↓↓↓

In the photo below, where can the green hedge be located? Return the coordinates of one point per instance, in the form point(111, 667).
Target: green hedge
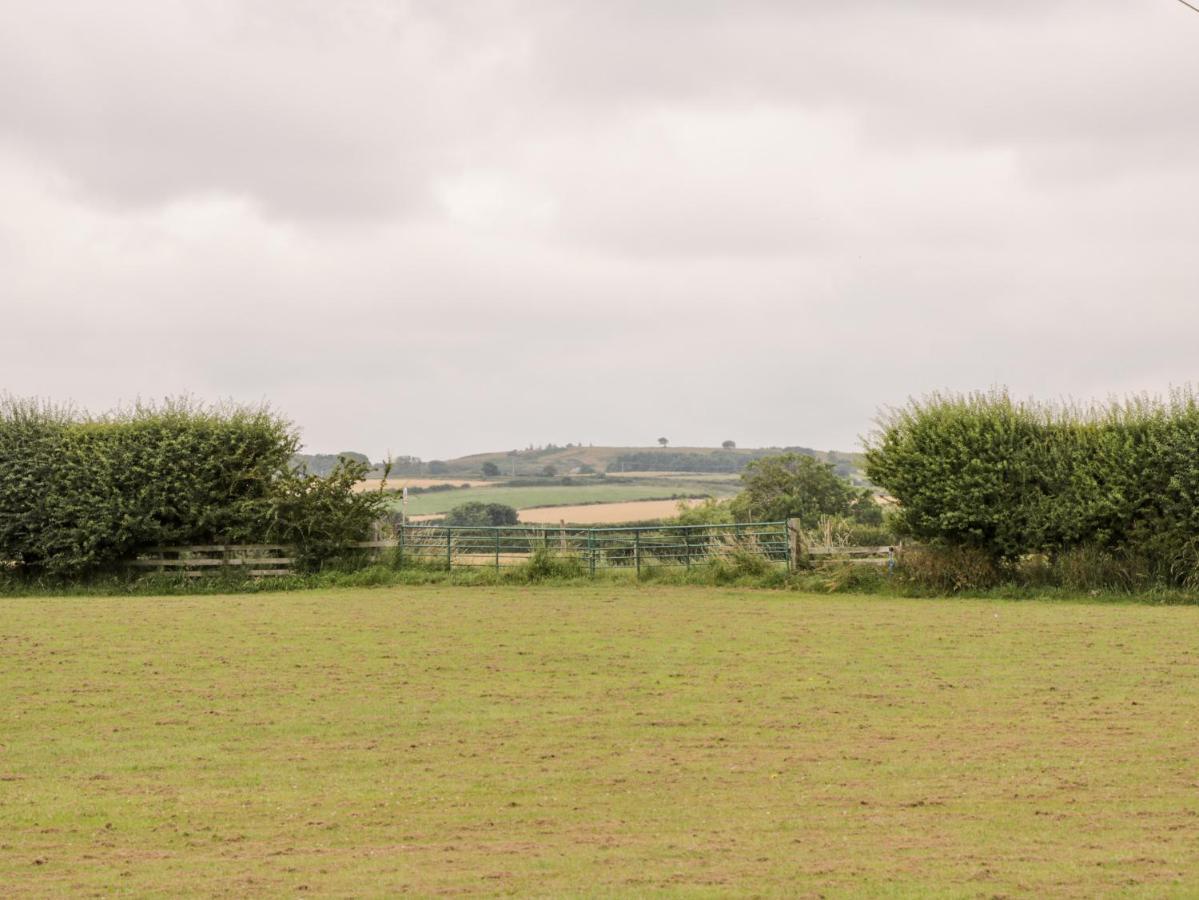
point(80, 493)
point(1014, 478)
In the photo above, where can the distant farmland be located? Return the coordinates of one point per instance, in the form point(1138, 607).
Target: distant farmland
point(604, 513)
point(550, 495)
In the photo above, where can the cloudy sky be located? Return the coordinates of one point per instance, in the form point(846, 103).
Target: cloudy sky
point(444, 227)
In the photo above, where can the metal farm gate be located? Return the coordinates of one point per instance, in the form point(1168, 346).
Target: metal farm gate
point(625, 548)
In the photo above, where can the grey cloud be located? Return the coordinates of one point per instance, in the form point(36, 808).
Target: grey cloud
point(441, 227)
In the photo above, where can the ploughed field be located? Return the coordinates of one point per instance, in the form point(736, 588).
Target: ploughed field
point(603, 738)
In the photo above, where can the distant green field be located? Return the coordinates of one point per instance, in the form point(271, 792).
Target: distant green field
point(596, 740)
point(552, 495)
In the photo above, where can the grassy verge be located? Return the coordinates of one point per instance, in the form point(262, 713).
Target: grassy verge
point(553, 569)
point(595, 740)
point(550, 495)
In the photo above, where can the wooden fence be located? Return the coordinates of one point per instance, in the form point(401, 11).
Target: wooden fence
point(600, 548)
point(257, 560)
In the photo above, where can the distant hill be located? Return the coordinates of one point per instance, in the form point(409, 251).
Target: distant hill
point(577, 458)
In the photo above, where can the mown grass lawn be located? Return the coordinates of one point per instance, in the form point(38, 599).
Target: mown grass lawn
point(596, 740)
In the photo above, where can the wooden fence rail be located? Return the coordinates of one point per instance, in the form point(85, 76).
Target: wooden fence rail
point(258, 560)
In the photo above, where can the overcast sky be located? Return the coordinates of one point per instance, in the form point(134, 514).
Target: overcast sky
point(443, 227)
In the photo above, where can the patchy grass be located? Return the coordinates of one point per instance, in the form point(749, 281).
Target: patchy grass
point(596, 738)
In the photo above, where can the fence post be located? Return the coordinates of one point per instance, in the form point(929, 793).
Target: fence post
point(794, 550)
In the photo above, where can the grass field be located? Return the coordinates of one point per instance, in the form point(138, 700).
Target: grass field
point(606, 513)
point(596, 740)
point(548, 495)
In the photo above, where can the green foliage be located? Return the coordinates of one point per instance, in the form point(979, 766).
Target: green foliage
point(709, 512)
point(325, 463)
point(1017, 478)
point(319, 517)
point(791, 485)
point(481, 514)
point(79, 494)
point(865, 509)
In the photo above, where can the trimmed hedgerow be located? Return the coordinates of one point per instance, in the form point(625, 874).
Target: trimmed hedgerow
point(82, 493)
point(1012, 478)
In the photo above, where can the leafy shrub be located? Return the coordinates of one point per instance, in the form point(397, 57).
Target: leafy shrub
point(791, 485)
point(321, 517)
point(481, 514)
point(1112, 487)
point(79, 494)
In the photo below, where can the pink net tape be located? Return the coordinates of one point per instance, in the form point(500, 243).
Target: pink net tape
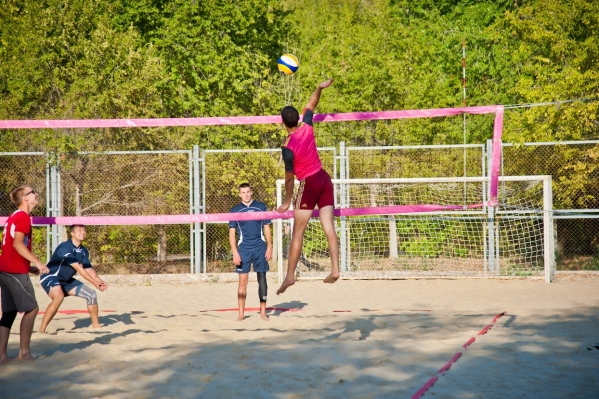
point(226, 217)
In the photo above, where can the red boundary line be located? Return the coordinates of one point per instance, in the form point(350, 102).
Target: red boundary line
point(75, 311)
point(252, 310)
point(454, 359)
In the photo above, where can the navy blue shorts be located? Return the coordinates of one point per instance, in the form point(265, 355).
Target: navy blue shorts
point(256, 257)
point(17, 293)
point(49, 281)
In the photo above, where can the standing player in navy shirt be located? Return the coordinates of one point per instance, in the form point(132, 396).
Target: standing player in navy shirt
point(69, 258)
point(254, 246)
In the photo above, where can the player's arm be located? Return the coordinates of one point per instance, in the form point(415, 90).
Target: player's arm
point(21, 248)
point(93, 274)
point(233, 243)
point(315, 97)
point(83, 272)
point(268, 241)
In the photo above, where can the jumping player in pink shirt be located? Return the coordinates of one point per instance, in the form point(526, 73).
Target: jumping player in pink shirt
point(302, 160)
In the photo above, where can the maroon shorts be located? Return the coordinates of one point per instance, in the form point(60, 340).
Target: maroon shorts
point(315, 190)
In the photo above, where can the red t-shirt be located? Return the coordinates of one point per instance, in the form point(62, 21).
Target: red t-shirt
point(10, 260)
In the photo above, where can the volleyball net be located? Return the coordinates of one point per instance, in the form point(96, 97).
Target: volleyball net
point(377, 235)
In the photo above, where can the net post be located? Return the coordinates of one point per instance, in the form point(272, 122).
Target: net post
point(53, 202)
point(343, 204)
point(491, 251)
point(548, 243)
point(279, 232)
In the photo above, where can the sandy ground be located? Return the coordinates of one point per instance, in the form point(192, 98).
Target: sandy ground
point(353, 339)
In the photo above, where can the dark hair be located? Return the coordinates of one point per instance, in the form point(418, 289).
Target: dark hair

↑↑↑

-- REQUIRED WORK --
Print the material above once more, exactly. No pictures belong in it.

-- EXERCISE OUTPUT --
In the photo below, where can the green hedge be located? Return the coordinates of one point per instance, in the form point(111, 667).
Target: green hedge
point(80, 493)
point(1014, 478)
In the photo above, where can the distant farmland be located? Return the coordinates of one point per instance, in the form point(1138, 607).
Target: distant farmland
point(604, 513)
point(550, 495)
In the photo above, where can the cloudy sky be located? Return the coordinates of one point per instance, in the form point(846, 103).
Target: cloudy sky
point(444, 227)
In the photo above, where can the metal farm gate be located? Return the coordinates of one point per instance, in the form point(1168, 346).
Target: metal farm gate
point(625, 548)
In the photo above, where can the grey cloud be located? Return the coordinates of one point per instance, in the form point(36, 808).
Target: grey cloud
point(441, 227)
In the photo above, where can the ploughed field be located? Return the coordinates of one point per instance, in the form point(736, 588).
Target: ploughed field
point(603, 738)
In the photo above, where can the distant green field be located? Return the coordinates of one point per instance, in the form point(271, 792).
Target: distant green field
point(596, 740)
point(552, 495)
In the photo above, where can the grassy verge be located? Return the coordinates of one point per instance, in the form point(262, 713).
Target: grassy verge
point(553, 569)
point(595, 740)
point(550, 495)
In the photo above, where can the wooden fence be located? Return the coordinates of one point per instance, in the form point(401, 11).
Target: wooden fence
point(600, 548)
point(257, 560)
In the photo above, where can the distant hill be located? Return the coordinates of one point per instance, in the form point(409, 251).
Target: distant hill
point(577, 458)
In the photo above, where can the mown grass lawn be located? Return the coordinates of one point per instance, in the form point(38, 599).
Target: mown grass lawn
point(596, 740)
In the photo above, where can the wooden fence rail be located? Return the coordinates of one point per instance, in the form point(85, 76).
Target: wooden fence rail
point(258, 560)
In the photo above, where can the overcast sky be located? Return the coordinates of one point per instance, in the form point(134, 514).
Target: overcast sky
point(443, 227)
In the photo above, where can the patchy grass be located? Return the coordinates of one point per instance, in the form point(749, 281).
Target: patchy grass
point(596, 738)
In the photo above, where can the fence post be located? Return the coordinates of one point per instance, in the form point(929, 793).
Target: fence post
point(794, 550)
In the photo above, where can the grass field be located? Return the coordinates of one point per instance, in the form point(138, 700).
Target: grass field
point(606, 513)
point(596, 740)
point(548, 495)
In the photo above, where can the green foliage be located? Return the coordinates of one point per instance, in the form point(979, 766).
Target: green foliage
point(709, 512)
point(325, 463)
point(1017, 478)
point(319, 517)
point(791, 485)
point(481, 514)
point(79, 494)
point(865, 509)
In the photo above, where can the trimmed hedgerow be located? Return the coordinates of one point per instance, in the form point(625, 874).
Target: trimmed hedgerow
point(82, 493)
point(1012, 478)
In the photo above, where can the leafy shrub be located? Return the coordinates of one point per instance, in the form point(397, 57).
Target: leafy shrub
point(791, 485)
point(321, 517)
point(481, 514)
point(1112, 487)
point(79, 494)
In the photo below, where can the pink net tape be located? Return the coordinates of one point per instance, in the form point(500, 243).
Target: pink net tape
point(226, 217)
In the photo above, where can the red boundary line be located? Return the coordinates of one point per instance, in the form point(350, 102).
Target: red boundary line
point(75, 311)
point(252, 310)
point(454, 359)
In the photo above, where can the navy blue shorts be located? Return the coordinates of one point per instance, in the form point(265, 355).
Target: navy blue shorts
point(256, 257)
point(17, 293)
point(49, 281)
In the photo above, where can the standing player in navy shirt be located? Return the coordinates of one point per instance, in the form point(132, 396).
Target: standing player in navy shirt
point(69, 258)
point(254, 246)
In the photo above, where can the player's arm be located? Return the coordinates of one point per instance, in the form point(415, 90).
Target: player's arm
point(21, 248)
point(93, 274)
point(233, 243)
point(315, 97)
point(83, 272)
point(268, 241)
In the photo above, where can the jumping player in pink shirt be located? Return the coordinates of one point per instance, in the form point(526, 73).
Target: jumping player in pink shirt
point(302, 160)
In the photo above, where can the maroon shorts be located? Return the coordinates of one point per instance, in the form point(60, 340).
Target: maroon shorts
point(315, 190)
In the photo above, where can the red t-shirt be located? Return the coordinates of one point per instance, in the form point(62, 21).
Target: red t-shirt
point(10, 260)
In the photo above, where can the volleyball net be located? Return the coordinates of one point per instance, in the form point(96, 97).
Target: volleyball net
point(377, 235)
In the photo above, where can the net post be located? Return the coordinates of one point per instance, in the form point(272, 122).
Target: net post
point(53, 202)
point(343, 204)
point(491, 251)
point(548, 243)
point(279, 232)
In the photo above, where can the sandy ground be located? Return the coordinates of one point per instance, in the form point(192, 98).
Target: sandy ground
point(353, 339)
In the photo above, where can the dark hair be located? Return the coordinates of one point per instance, in the form point(418, 289).
Target: dark hair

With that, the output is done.